DATA EXTRACT >>

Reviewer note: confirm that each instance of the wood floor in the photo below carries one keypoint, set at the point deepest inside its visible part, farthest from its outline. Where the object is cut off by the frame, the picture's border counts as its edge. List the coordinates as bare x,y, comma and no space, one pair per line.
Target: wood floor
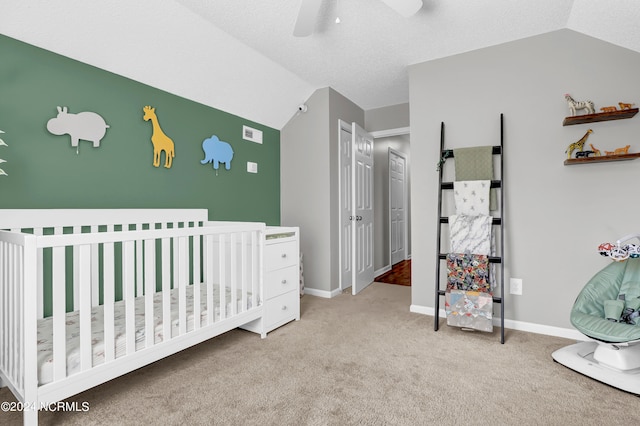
400,274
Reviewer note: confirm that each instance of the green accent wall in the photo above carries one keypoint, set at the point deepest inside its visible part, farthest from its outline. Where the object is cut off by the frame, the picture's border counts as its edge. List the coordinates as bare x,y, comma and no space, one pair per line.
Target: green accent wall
44,170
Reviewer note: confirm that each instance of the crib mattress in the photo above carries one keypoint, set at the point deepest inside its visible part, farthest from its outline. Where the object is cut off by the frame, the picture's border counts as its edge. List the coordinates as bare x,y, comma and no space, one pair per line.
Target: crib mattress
45,328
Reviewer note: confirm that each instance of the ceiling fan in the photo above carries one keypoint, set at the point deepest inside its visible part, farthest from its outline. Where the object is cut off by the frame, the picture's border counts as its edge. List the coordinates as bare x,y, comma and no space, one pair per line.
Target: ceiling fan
309,9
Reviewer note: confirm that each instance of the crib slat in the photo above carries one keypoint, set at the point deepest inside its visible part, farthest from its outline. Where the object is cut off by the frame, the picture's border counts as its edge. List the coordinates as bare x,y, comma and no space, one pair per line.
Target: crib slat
28,280
129,283
256,267
196,282
11,318
222,261
85,257
246,251
149,291
76,277
95,271
108,301
4,279
209,264
40,278
165,245
58,298
139,268
183,278
233,249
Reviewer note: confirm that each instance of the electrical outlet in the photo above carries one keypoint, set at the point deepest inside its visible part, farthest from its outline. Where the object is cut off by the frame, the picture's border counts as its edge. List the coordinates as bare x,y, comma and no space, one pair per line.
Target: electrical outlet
515,286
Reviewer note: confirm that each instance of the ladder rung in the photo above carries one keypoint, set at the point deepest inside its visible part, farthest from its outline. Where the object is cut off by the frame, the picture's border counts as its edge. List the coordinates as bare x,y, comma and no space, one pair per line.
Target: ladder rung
496,220
496,299
449,185
492,259
448,153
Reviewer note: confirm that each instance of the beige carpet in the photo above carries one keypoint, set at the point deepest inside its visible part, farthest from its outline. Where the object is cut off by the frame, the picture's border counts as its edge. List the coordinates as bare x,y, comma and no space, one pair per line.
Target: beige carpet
355,360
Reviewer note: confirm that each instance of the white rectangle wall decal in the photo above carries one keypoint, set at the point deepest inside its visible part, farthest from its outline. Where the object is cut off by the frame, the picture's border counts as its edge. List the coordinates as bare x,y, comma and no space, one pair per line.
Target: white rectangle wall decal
251,134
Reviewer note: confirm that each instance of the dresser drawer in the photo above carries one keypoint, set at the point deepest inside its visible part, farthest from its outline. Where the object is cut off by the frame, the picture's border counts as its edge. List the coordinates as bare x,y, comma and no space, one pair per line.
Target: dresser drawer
280,255
281,281
281,309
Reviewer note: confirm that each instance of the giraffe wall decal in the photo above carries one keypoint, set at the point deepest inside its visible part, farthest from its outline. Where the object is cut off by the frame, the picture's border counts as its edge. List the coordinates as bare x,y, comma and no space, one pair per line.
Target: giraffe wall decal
579,145
161,142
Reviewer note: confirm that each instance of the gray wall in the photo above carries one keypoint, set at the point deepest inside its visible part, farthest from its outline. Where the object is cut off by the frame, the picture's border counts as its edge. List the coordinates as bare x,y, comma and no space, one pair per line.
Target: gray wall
385,118
309,183
381,147
556,215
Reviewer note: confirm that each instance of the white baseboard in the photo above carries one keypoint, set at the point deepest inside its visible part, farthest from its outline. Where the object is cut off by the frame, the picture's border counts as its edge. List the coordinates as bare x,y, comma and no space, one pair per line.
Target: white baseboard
548,330
322,293
382,271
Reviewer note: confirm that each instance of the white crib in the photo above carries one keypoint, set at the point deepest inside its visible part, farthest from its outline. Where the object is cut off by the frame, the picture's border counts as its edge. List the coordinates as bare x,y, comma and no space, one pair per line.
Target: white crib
89,295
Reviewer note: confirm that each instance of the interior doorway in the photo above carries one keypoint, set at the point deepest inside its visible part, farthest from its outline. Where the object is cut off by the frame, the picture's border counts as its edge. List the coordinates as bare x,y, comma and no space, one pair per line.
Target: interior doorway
392,198
356,197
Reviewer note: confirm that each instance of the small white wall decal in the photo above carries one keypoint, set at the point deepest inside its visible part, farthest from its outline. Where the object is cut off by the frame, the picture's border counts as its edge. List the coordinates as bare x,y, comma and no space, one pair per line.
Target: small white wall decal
87,126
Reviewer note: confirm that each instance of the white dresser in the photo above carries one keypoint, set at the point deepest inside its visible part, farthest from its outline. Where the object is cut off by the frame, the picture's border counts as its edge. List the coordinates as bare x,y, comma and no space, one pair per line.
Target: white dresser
281,279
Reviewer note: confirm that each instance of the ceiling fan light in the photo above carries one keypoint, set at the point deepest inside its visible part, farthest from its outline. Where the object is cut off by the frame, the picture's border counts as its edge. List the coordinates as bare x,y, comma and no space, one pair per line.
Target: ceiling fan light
406,8
307,17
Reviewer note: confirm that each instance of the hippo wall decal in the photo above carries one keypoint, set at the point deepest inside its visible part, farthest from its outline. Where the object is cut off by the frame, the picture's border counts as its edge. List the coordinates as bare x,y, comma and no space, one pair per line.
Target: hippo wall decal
87,126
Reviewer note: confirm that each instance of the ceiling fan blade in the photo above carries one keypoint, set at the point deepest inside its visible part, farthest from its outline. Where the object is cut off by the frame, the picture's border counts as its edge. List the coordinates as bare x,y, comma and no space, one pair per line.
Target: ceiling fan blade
406,8
307,18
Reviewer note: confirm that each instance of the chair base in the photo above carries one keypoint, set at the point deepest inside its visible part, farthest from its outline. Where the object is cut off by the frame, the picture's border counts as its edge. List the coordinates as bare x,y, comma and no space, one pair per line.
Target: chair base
603,362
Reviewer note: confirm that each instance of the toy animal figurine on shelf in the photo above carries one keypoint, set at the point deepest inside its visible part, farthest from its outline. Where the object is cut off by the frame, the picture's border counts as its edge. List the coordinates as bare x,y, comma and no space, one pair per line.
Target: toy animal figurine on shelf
584,154
578,145
619,151
577,105
611,108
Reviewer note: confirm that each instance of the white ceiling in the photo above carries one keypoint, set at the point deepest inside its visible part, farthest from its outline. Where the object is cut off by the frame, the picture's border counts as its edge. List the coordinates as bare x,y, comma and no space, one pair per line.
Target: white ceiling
241,56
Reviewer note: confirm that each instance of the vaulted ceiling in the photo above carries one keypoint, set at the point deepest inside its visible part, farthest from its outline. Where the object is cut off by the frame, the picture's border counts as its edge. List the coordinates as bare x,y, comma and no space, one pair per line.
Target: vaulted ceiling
241,56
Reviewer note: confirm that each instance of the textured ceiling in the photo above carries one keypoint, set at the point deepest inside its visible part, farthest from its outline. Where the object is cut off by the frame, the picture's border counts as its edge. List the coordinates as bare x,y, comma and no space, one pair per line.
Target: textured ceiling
240,55
366,56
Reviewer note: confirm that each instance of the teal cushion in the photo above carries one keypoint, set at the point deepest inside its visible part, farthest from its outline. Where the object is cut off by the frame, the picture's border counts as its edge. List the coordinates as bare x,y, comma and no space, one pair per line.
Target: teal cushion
587,314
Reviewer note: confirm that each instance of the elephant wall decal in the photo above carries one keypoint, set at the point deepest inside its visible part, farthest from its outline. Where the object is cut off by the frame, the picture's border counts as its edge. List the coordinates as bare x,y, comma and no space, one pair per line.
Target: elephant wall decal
216,152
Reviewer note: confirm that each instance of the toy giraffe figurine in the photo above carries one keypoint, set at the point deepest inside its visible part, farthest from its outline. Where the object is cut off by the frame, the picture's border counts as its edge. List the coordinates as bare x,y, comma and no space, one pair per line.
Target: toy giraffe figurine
578,144
160,141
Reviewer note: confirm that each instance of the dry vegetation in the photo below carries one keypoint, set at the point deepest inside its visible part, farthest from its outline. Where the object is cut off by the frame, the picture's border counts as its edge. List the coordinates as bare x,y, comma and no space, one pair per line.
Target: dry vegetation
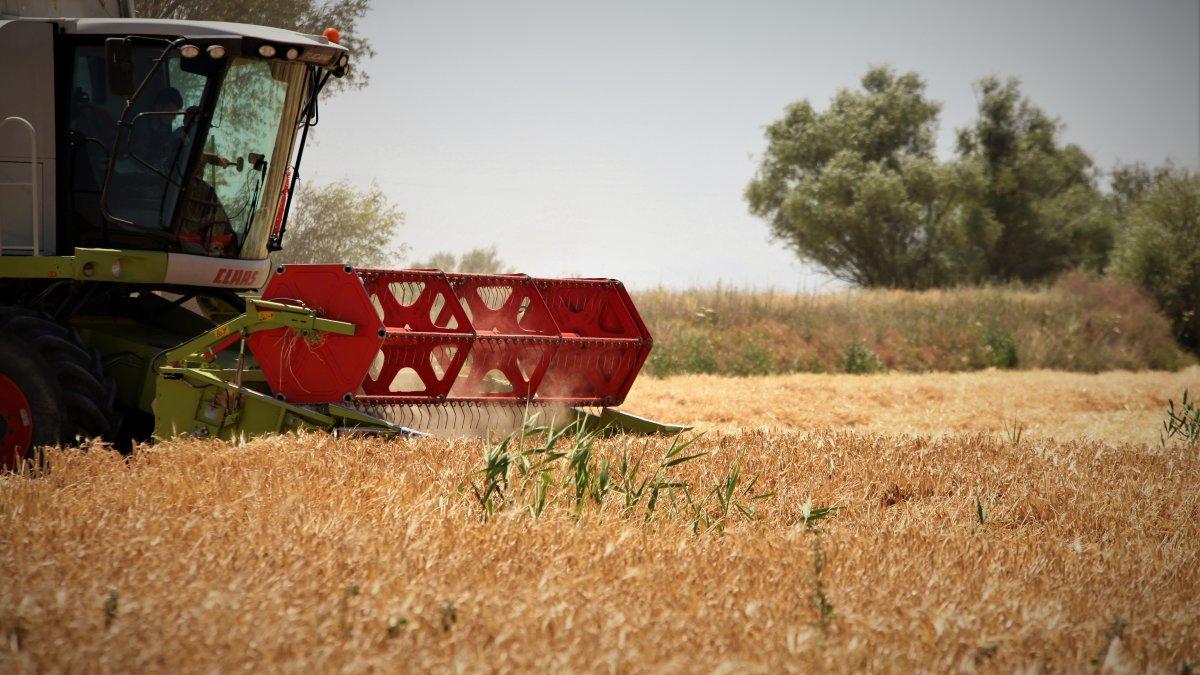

ACTIVITY >>
Filter the entries down to the lines with the word "vegetation" in them, and copy those lines.

SOLUTION TO THIS EXERCISE >>
Reviewer note: confirm that each instance of the dry vegetation in the photo below carries one keypoint, set at the point deepest inside its visible part, farthest from its outline. Where the object is cut off by the frame, the picture's border counts as its edge. List the coordinates as bare x,y, comma and no space, one pair per line.
Target: dry vegetation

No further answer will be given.